(GOAL): Extract every line in the records below that contains the string "wood", copying each line in full. Matching is case-sensitive.
☆ ☆ ☆ ☆ ☆
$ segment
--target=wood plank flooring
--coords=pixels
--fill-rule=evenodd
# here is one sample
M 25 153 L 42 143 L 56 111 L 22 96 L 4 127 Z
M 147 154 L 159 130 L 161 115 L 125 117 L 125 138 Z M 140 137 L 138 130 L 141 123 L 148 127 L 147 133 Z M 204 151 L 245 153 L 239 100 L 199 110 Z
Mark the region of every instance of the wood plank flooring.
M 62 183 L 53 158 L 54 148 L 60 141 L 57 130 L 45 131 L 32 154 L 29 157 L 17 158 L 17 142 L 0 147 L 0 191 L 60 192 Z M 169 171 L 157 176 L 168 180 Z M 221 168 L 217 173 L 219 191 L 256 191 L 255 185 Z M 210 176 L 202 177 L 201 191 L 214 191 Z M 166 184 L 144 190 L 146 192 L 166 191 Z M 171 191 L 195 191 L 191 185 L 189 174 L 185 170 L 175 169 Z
☆ ☆ ☆ ☆ ☆
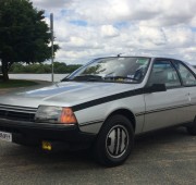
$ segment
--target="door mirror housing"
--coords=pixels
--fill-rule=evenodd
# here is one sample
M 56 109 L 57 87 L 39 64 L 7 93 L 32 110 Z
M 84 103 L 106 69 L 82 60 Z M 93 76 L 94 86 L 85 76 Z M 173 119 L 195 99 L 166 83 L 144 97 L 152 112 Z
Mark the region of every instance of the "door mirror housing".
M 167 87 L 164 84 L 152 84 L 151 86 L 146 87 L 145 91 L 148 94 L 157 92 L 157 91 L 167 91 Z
☆ ☆ ☆ ☆ ☆
(WORKED SOLUTION):
--target=wood plank flooring
Mark the region of every instance of the wood plank flooring.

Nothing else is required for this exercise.